| Extrait du texte |
+++++

L’Éducation Nationale en pleine confusion

Cette année, les élèves qui rentreront en classe de seconde au lycée auront eu une veine inouïe : leurs « nouveaux » programmes, viennent tout juste d’être fébrilement publiés au Journal officiel, in extremis, le 29 avril. Quelques tout petits mois avant la prochaine rentrée fatidique de septembre


L’an passé, leurs aînés du même niveau, n’avaient eu que le programme de maths à se mettre sous la dent. En catastrophe.

Des programmes chaotiques et de plus en plus tardifs

  • Lycées : des manuels scolaires publiés in extremis

Bien sûr, nos chers nouveaux lycéens n’auront pas la moindre chance de disposer d’outils pédagogiques adéquats et satisfaisants pour accompagner leur cursus. Faire des manuels scolaires convenables en quelques semaines relève, pour les éditeurs spécialisés en ce domaine, du pari tout bonnement stupide.

Ceux-là ont d’ailleurs été contraints de retarder leurs parutions, ficelées à la hâte, à la rentrée de septembre. Et non en mai comme c’est l’usage pour que les enseignants puissent en prendre connaissance et préparer leurs cours.

  • Primaire : la division abordée dès la fin du CP

Accident programmatique isolé ? Que nenni ! En primaire, d’autres Diafoirus pédagogiques, soucieux des performances de nos marmots, ont cru bon d’avancer de trois ans l’étude de la division. Depuis 2008, celle-ci doit être abordée dès la fin du cours préparatoire, et maîtrisée durant le CE1. Objectif parfaitement irréalisable et irréalisé, mais qu’importe la réalité quand seule compte l’illusion.

  • Lycées professionnels : le BEP supprimé

Rappelons également les soubresauts chaotiques qui accompagnent l’interminable réforme ratatouille des lycées professionnels. Suppression des BEP et installation aux forceps des bacs professionnels en trois ans. Soit, plus prosaïquement, deux années d’études sucrées pour les traditionnels élèves « en situation d’échec » de l’Éducation nationale.

+++++

(Lignes de données)
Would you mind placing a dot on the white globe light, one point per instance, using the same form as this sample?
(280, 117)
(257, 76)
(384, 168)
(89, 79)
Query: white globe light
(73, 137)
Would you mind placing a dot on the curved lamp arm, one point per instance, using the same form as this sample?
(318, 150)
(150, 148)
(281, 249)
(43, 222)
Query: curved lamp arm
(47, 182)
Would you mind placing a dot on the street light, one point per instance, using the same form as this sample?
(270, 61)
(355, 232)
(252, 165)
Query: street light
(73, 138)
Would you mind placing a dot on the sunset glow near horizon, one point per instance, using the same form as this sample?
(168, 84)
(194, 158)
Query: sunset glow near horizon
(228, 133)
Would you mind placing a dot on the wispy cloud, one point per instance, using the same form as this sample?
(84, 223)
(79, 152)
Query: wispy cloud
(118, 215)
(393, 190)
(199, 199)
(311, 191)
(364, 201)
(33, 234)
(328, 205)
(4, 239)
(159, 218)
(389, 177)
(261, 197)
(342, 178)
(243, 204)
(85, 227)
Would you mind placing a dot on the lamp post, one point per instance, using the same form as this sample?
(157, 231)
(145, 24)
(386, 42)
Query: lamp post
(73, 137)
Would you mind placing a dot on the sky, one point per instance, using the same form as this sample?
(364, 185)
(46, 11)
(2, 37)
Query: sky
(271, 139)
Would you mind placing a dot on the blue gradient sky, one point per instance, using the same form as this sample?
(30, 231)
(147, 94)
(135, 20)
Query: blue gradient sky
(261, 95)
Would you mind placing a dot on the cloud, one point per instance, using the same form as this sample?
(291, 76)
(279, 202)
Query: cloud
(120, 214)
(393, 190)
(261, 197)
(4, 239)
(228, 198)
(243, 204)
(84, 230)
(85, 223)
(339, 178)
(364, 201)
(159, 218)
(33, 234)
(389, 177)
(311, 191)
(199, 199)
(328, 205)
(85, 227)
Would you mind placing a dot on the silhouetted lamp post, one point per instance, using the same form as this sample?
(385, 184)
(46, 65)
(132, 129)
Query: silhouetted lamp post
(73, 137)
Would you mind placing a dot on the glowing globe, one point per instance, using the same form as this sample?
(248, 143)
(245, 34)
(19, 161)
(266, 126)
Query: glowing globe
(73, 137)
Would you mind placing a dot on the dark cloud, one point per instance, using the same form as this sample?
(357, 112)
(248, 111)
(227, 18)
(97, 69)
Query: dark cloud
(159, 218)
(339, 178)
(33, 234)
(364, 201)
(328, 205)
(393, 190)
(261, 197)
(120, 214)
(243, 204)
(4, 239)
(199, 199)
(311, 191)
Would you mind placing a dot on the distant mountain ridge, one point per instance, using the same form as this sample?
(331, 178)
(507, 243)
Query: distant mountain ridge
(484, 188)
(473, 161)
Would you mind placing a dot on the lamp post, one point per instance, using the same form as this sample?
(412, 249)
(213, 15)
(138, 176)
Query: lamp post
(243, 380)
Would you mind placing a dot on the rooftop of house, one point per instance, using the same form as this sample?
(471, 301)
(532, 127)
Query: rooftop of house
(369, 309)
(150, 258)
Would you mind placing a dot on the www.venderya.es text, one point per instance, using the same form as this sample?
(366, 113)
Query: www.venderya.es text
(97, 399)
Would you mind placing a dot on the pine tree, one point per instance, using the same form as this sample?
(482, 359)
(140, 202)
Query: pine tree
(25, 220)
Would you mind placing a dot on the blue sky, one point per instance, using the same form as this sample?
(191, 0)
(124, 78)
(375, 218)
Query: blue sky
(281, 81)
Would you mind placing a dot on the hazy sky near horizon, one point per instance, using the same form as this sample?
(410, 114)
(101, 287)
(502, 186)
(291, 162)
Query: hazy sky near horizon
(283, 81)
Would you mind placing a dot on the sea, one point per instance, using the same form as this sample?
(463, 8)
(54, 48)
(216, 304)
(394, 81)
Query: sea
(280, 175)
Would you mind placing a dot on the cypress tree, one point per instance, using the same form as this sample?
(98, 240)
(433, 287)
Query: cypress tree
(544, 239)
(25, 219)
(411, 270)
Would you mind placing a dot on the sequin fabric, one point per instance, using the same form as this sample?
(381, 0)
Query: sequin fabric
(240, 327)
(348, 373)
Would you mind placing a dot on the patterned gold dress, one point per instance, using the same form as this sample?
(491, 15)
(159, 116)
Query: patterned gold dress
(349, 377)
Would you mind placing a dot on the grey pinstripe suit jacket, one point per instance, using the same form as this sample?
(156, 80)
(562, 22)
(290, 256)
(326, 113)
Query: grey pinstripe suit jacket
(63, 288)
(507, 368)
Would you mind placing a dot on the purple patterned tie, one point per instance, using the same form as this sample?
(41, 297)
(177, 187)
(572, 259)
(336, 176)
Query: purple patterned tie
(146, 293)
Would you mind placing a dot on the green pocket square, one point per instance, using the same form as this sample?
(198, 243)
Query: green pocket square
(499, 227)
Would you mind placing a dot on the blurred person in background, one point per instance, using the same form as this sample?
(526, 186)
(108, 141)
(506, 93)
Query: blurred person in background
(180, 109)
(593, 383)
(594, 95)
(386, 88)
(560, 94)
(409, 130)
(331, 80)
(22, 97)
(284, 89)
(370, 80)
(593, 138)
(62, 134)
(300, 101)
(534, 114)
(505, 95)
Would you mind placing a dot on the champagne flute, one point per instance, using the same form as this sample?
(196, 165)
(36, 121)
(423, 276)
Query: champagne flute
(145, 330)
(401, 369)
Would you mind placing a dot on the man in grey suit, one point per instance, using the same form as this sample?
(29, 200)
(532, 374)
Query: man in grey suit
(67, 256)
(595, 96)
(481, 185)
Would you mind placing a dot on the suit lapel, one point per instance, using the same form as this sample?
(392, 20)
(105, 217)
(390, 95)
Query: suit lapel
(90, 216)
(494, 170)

+++++

| Travail à faire |
[a] Répondez à ces questions sur le texte consacré à l'Éducation nationale :
(i) À quelle date les nouveaux programmes de seconde ont-ils été publiés au Journal officiel ?
(ii) Jusqu'à quand les éditeurs ont-ils dû retarder la parution de leurs manuels ?
(iii) Depuis quelle année la division doit-elle être abordée dès la fin du cours préparatoire ?
[b] Recopiez sans rien changer le passage du texte consacré à l'Éducation nationale qui commence par « Rappelons également les » et se poursuit jusqu'à « de l’Éducation nationale. ».

| Réponses par exercice |
[a]
(i) Le 29 avril.
(ii) Jusqu'à la rentrée de septembre.
(iii) Depuis 2008.

[b]
Rappelons également les soubresauts chaotiques qui accompagnent l’interminable réforme ratatouille des lycées professionnels. Suppression des BEP et installation aux forceps des bacs professionnels en trois ans. Soit, plus prosaïquement, deux années d’études sucrées pour les traditionnels élèves « en situation d’échec » de l’Éducation nationale.